### Written request
Return, character for character, the lines from the one bearing "Find the autumn" through the end of the material. Omit everything before that line.
═══
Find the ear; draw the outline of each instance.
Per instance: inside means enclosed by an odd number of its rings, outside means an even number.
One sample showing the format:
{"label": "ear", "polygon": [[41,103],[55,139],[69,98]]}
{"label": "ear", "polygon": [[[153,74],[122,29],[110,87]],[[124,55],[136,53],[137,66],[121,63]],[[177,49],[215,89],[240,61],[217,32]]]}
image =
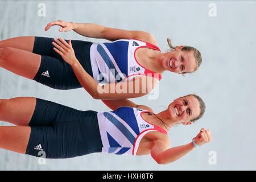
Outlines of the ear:
{"label": "ear", "polygon": [[179,46],[175,47],[175,50],[181,50],[183,48],[184,46]]}
{"label": "ear", "polygon": [[190,125],[192,124],[192,122],[191,121],[188,121],[188,122],[183,122],[182,123],[182,124],[183,125]]}

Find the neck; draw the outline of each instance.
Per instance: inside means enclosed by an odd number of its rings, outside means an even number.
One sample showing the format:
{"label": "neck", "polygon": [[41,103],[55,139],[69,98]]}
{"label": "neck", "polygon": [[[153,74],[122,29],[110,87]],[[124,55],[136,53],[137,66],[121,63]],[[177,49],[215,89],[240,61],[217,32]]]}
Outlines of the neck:
{"label": "neck", "polygon": [[164,123],[168,125],[168,126],[169,126],[169,129],[176,124],[176,123],[174,121],[172,120],[171,118],[169,117],[169,114],[167,113],[167,110],[164,110],[162,112],[159,113],[158,114],[156,114],[156,115],[158,117],[163,120]]}
{"label": "neck", "polygon": [[158,72],[162,74],[165,71],[162,65],[163,57],[164,57],[162,53],[157,51],[157,53],[151,56],[151,62],[150,63],[153,68],[155,70],[158,71]]}

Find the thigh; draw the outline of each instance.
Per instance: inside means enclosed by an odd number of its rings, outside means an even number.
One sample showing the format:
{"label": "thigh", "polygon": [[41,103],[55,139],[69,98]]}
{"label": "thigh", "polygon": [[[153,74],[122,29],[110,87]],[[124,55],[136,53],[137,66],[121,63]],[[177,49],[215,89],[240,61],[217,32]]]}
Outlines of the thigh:
{"label": "thigh", "polygon": [[62,59],[41,56],[39,68],[33,80],[53,89],[81,88],[71,67]]}
{"label": "thigh", "polygon": [[32,52],[35,42],[35,37],[23,36],[0,41],[0,47],[11,47],[17,49]]}
{"label": "thigh", "polygon": [[27,126],[36,105],[34,97],[0,100],[0,121],[17,126]]}
{"label": "thigh", "polygon": [[28,126],[0,126],[0,148],[25,154],[30,131]]}
{"label": "thigh", "polygon": [[63,120],[53,126],[31,127],[26,154],[46,158],[70,158],[101,151],[101,140],[98,147],[89,148],[88,141],[96,135],[87,138],[83,125],[79,120]]}
{"label": "thigh", "polygon": [[30,126],[52,126],[57,122],[79,120],[83,114],[80,111],[49,101],[36,98],[35,111]]}

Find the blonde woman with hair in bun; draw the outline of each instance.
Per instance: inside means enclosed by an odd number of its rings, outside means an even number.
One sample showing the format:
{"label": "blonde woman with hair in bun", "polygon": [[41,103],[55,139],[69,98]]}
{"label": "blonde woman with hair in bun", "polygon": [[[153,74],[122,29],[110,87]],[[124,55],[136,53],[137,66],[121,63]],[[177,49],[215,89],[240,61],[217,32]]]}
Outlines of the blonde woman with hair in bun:
{"label": "blonde woman with hair in bun", "polygon": [[83,87],[95,99],[118,100],[144,96],[164,71],[192,73],[202,61],[197,49],[174,47],[170,39],[171,51],[162,53],[154,36],[144,31],[60,20],[48,23],[45,31],[54,26],[60,32],[73,30],[110,42],[13,38],[0,41],[1,67],[54,89]]}

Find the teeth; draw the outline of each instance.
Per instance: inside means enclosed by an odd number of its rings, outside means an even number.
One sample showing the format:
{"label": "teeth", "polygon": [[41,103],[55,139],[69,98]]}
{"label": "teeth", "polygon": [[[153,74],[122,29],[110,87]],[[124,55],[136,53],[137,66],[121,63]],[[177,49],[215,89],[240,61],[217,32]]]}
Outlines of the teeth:
{"label": "teeth", "polygon": [[172,68],[172,59],[171,58],[169,61],[169,66]]}
{"label": "teeth", "polygon": [[175,106],[174,109],[175,110],[176,114],[179,116],[180,115],[180,113],[179,113],[179,110],[178,110],[177,107]]}

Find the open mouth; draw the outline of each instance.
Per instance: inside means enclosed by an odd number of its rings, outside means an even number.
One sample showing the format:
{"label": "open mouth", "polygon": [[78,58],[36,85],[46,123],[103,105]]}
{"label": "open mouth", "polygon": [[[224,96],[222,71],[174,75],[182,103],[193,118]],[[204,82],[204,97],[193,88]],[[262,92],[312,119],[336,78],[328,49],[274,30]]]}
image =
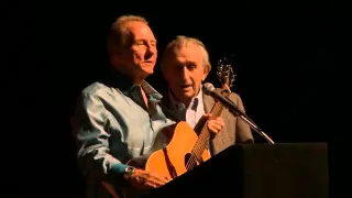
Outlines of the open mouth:
{"label": "open mouth", "polygon": [[182,89],[187,89],[187,88],[190,88],[190,87],[191,87],[191,85],[182,85],[180,86]]}

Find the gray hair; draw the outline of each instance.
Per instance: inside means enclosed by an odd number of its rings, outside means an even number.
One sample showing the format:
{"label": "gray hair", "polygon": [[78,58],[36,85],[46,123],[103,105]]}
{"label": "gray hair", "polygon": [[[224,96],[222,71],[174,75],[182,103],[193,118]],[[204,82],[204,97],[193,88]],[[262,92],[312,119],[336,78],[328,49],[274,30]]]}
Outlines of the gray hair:
{"label": "gray hair", "polygon": [[165,69],[167,57],[174,48],[182,48],[182,47],[187,46],[188,44],[195,44],[200,47],[201,53],[202,53],[204,67],[209,66],[209,70],[210,70],[211,64],[209,61],[209,53],[206,48],[206,45],[200,40],[198,40],[196,37],[189,37],[189,36],[184,36],[184,35],[177,35],[175,40],[173,40],[172,42],[169,42],[167,44],[167,46],[164,51],[163,57],[161,59],[161,69],[162,70]]}
{"label": "gray hair", "polygon": [[127,14],[119,16],[111,25],[111,30],[108,36],[108,53],[110,54],[117,46],[125,46],[128,44],[130,34],[127,29],[129,22],[142,22],[148,24],[145,18],[140,15]]}

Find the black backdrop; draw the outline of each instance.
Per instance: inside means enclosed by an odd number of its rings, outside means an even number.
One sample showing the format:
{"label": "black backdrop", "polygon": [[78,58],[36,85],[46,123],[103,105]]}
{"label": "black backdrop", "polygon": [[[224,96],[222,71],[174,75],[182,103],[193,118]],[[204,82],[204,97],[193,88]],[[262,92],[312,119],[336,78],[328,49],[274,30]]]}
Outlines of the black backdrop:
{"label": "black backdrop", "polygon": [[[9,180],[44,175],[45,179],[34,187],[25,179],[25,186],[31,190],[52,189],[54,195],[80,195],[69,117],[79,91],[102,73],[111,23],[120,14],[133,13],[150,21],[160,55],[176,35],[202,40],[213,66],[207,79],[210,82],[217,84],[217,61],[234,54],[238,76],[233,91],[242,96],[252,120],[277,143],[327,142],[331,190],[346,190],[340,180],[344,169],[339,166],[343,157],[338,152],[344,148],[339,144],[342,130],[334,117],[340,102],[336,23],[328,2],[122,6],[118,1],[61,1],[36,8],[30,2],[7,6],[4,13],[10,20],[4,23],[2,38],[10,69],[3,75],[3,98],[9,103],[3,107],[9,109],[6,125],[15,133],[10,133],[11,141],[6,143],[20,147],[21,154],[8,152],[12,158],[4,166],[19,172],[19,177],[10,175]],[[157,89],[165,85],[158,65],[148,81]],[[256,140],[264,142],[260,136]],[[15,163],[19,158],[29,158],[24,160],[28,168]],[[21,191],[13,186],[18,190],[12,194]]]}

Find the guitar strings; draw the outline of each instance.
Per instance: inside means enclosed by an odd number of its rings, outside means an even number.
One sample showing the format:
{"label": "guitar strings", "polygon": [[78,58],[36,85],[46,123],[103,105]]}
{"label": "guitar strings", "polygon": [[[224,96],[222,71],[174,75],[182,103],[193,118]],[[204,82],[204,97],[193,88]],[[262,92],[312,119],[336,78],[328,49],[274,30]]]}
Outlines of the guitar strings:
{"label": "guitar strings", "polygon": [[[216,103],[216,106],[215,106],[213,114],[216,114],[217,117],[220,116],[222,109],[223,109],[223,106],[218,101]],[[204,130],[208,130],[208,129],[205,128]],[[201,134],[200,134],[199,139],[200,139],[200,143],[202,143],[205,145],[205,144],[207,144],[207,142],[210,139],[210,133],[209,133],[209,131],[204,132],[204,130],[201,131]],[[190,157],[189,157],[188,162],[186,163],[186,169],[187,170],[190,170],[194,167],[196,167],[196,165],[197,165],[197,157],[196,156],[200,156],[201,157],[202,150],[200,150],[200,148],[201,148],[201,146],[197,146],[197,143],[196,143],[196,146],[194,147],[193,152],[190,153]]]}

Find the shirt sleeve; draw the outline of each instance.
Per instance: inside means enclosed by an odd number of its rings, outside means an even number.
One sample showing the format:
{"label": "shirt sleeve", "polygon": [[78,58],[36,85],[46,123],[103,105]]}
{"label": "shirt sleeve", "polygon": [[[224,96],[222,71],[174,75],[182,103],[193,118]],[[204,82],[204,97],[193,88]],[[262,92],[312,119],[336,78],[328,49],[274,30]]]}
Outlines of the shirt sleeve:
{"label": "shirt sleeve", "polygon": [[84,175],[107,178],[122,175],[127,167],[109,154],[109,119],[103,102],[97,95],[84,94],[76,112],[78,165]]}

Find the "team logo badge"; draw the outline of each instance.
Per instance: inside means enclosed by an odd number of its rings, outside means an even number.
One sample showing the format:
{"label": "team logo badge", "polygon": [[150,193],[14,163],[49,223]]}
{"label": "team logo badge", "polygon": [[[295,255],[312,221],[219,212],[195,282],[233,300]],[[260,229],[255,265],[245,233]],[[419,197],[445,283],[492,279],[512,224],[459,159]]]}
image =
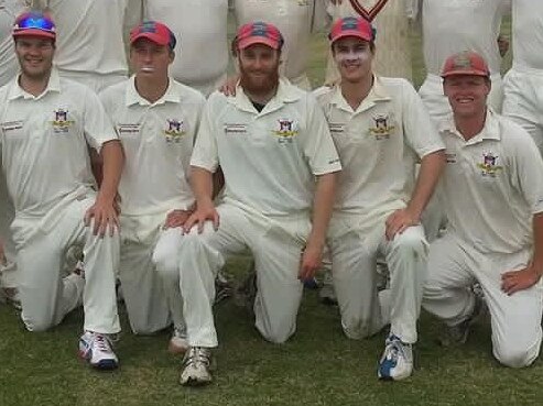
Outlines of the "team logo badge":
{"label": "team logo badge", "polygon": [[185,135],[185,125],[183,120],[169,119],[166,120],[167,127],[164,130],[164,135],[166,138],[166,142],[181,142],[183,135]]}
{"label": "team logo badge", "polygon": [[[349,0],[352,9],[362,18],[368,20],[369,22],[373,21],[373,19],[379,14],[379,12],[387,6],[388,0]],[[362,6],[361,3],[366,3],[370,7]]]}
{"label": "team logo badge", "polygon": [[498,165],[498,155],[491,152],[482,154],[482,162],[477,164],[477,167],[481,169],[482,176],[495,177],[497,173],[503,171],[503,166]]}
{"label": "team logo badge", "polygon": [[298,134],[297,123],[289,119],[281,119],[278,122],[279,129],[274,131],[274,134],[279,138],[279,142],[291,143],[293,138]]}
{"label": "team logo badge", "polygon": [[394,132],[395,125],[391,123],[391,118],[387,114],[373,117],[374,127],[369,129],[371,135],[377,140],[388,140]]}
{"label": "team logo badge", "polygon": [[51,122],[53,124],[53,131],[55,133],[66,133],[69,128],[75,123],[74,120],[68,120],[67,109],[57,109],[54,111],[55,119]]}

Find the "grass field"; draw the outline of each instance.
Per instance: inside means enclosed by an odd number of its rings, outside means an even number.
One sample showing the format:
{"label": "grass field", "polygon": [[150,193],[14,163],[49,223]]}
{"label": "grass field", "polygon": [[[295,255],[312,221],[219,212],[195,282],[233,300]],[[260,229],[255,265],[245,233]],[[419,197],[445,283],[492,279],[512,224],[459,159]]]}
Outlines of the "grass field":
{"label": "grass field", "polygon": [[[507,28],[506,28],[507,29]],[[413,36],[415,83],[423,78],[420,39]],[[323,77],[324,35],[312,44],[311,76]],[[247,257],[230,261],[238,278]],[[117,344],[121,367],[90,370],[76,358],[82,314],[46,333],[23,330],[15,311],[0,306],[0,406],[100,405],[541,405],[543,364],[517,371],[492,359],[488,322],[476,326],[467,344],[436,344],[438,323],[423,315],[416,370],[400,383],[376,377],[383,334],[345,338],[337,308],[306,292],[296,334],[284,345],[264,342],[232,300],[217,307],[220,347],[215,382],[205,388],[177,384],[181,360],[166,353],[169,334],[134,337],[121,308],[123,333]],[[519,333],[522,333],[521,331]]]}

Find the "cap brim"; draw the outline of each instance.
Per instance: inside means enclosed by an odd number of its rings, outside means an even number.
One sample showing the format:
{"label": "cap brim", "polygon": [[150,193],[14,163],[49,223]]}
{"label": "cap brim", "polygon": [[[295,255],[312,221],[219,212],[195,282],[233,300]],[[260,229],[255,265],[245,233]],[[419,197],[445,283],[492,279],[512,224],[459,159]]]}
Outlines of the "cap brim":
{"label": "cap brim", "polygon": [[169,45],[170,44],[170,39],[164,39],[162,35],[159,35],[159,34],[153,33],[153,32],[142,32],[142,33],[134,35],[133,37],[130,39],[130,44],[133,44],[138,40],[142,40],[142,39],[154,42],[158,45]]}
{"label": "cap brim", "polygon": [[335,43],[337,40],[345,39],[346,36],[355,36],[357,39],[371,42],[371,36],[369,34],[361,33],[360,31],[357,30],[345,30],[341,31],[339,34],[334,36],[330,41],[332,43]]}
{"label": "cap brim", "polygon": [[40,36],[43,39],[50,39],[50,40],[56,40],[56,34],[54,32],[47,32],[43,30],[37,30],[37,29],[25,29],[25,30],[18,30],[12,33],[13,37],[19,37],[19,36]]}
{"label": "cap brim", "polygon": [[482,77],[489,77],[490,73],[485,72],[485,70],[479,70],[479,69],[456,69],[456,70],[450,70],[442,74],[442,77],[449,77],[449,76],[482,76]]}
{"label": "cap brim", "polygon": [[251,37],[241,40],[238,42],[238,48],[245,50],[248,46],[251,46],[254,44],[268,45],[269,47],[271,47],[273,50],[279,50],[279,42],[275,40],[272,40],[272,39],[268,39],[265,36],[251,36]]}

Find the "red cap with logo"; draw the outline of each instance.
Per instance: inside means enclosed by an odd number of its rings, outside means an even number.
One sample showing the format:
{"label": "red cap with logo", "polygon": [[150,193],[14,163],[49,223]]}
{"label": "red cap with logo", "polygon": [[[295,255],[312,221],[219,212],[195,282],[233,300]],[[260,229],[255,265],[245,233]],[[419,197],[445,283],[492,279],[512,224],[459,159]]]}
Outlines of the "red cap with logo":
{"label": "red cap with logo", "polygon": [[175,47],[177,40],[167,25],[158,21],[143,21],[130,31],[130,44],[140,39],[146,39],[159,45]]}
{"label": "red cap with logo", "polygon": [[238,29],[235,39],[238,50],[247,48],[253,44],[264,44],[273,50],[281,50],[283,35],[275,25],[257,21],[243,24]]}
{"label": "red cap with logo", "polygon": [[372,42],[376,40],[376,29],[371,23],[360,17],[346,17],[337,20],[332,26],[328,39],[335,43],[346,36],[356,36],[357,39]]}
{"label": "red cap with logo", "polygon": [[29,11],[15,19],[11,34],[14,39],[19,36],[41,36],[55,40],[56,28],[48,13]]}
{"label": "red cap with logo", "polygon": [[443,65],[442,77],[453,75],[490,76],[490,70],[482,56],[473,51],[450,55]]}

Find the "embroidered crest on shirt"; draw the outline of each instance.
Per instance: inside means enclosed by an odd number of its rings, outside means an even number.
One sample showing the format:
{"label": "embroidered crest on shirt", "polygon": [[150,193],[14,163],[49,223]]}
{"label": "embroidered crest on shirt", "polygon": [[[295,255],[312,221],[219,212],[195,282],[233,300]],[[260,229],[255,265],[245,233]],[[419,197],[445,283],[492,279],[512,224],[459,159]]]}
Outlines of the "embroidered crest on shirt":
{"label": "embroidered crest on shirt", "polygon": [[477,167],[481,169],[482,176],[495,177],[500,171],[503,171],[503,166],[498,165],[498,155],[491,152],[482,154],[482,162],[477,164]]}
{"label": "embroidered crest on shirt", "polygon": [[293,138],[297,135],[297,123],[294,120],[281,119],[278,120],[279,129],[273,133],[279,138],[280,143],[291,143]]}
{"label": "embroidered crest on shirt", "polygon": [[391,124],[391,118],[388,114],[373,117],[374,127],[369,129],[371,135],[377,140],[388,140],[394,132],[395,125]]}
{"label": "embroidered crest on shirt", "polygon": [[166,120],[166,123],[167,127],[164,129],[166,142],[181,142],[181,139],[186,133],[183,120],[169,119]]}
{"label": "embroidered crest on shirt", "polygon": [[54,113],[55,119],[51,122],[53,124],[53,131],[55,133],[68,132],[69,128],[75,123],[74,120],[68,120],[68,110],[56,109]]}

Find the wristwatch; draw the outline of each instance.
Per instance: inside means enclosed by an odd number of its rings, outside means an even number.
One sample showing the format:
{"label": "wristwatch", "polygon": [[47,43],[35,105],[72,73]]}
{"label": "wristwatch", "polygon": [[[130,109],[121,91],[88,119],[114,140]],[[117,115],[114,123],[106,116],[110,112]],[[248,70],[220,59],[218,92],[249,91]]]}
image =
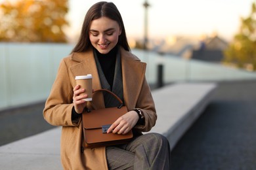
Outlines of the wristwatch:
{"label": "wristwatch", "polygon": [[138,116],[139,116],[139,120],[138,120],[137,124],[144,125],[145,117],[144,116],[142,112],[140,110],[140,109],[133,109],[133,110],[137,112],[137,113],[138,114]]}

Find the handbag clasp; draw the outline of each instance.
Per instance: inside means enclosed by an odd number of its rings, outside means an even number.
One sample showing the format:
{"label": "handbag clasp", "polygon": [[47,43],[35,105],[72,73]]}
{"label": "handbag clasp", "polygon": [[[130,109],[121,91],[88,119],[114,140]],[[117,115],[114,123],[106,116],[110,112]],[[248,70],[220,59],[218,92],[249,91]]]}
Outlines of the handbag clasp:
{"label": "handbag clasp", "polygon": [[106,133],[110,126],[111,124],[102,125],[102,133]]}

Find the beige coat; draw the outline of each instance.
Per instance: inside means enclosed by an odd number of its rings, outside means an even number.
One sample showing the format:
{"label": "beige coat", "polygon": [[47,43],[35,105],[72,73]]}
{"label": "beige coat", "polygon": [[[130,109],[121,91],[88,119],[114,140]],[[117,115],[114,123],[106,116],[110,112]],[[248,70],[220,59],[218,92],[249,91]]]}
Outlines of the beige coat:
{"label": "beige coat", "polygon": [[[142,109],[145,116],[145,126],[137,126],[135,128],[148,131],[155,125],[157,116],[145,78],[146,63],[131,52],[122,48],[120,50],[125,105],[129,110],[135,108]],[[72,122],[75,76],[87,74],[93,75],[93,88],[101,88],[92,50],[74,53],[62,60],[43,110],[43,116],[49,124],[62,126],[60,155],[64,169],[108,169],[105,147],[85,148],[85,154],[81,153],[81,121],[78,124]],[[94,98],[93,102],[96,109],[104,107],[102,95]],[[91,107],[89,103],[88,107]]]}

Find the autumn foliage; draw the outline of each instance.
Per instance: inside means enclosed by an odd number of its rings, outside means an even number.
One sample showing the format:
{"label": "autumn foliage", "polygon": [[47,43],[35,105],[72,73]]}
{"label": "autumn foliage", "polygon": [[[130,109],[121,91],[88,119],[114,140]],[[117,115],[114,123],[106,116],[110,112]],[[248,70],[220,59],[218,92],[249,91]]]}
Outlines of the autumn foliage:
{"label": "autumn foliage", "polygon": [[224,52],[224,62],[228,64],[256,71],[256,4],[253,3],[251,11],[247,18],[241,18],[239,33],[234,37]]}
{"label": "autumn foliage", "polygon": [[6,1],[0,4],[0,41],[66,42],[67,0]]}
═══
### Output of the task
Find the autumn foliage; draw the outline of each instance.
Per instance: inside means enclosed by an odd number of its rings, outside means an even number.
One sample showing the format:
{"label": "autumn foliage", "polygon": [[47,43],[35,105],[72,73]]}
{"label": "autumn foliage", "polygon": [[[130,109],[121,91],[88,119],[114,140]],[[117,115],[114,123],[106,116],[110,112]],[[248,70],[220,59],[218,92],[249,91]]]}
Outlines of the autumn foliage:
{"label": "autumn foliage", "polygon": [[224,52],[224,62],[228,64],[256,71],[256,4],[253,3],[251,11],[247,18],[241,18],[239,33],[234,37]]}
{"label": "autumn foliage", "polygon": [[6,1],[0,4],[0,41],[66,42],[67,0]]}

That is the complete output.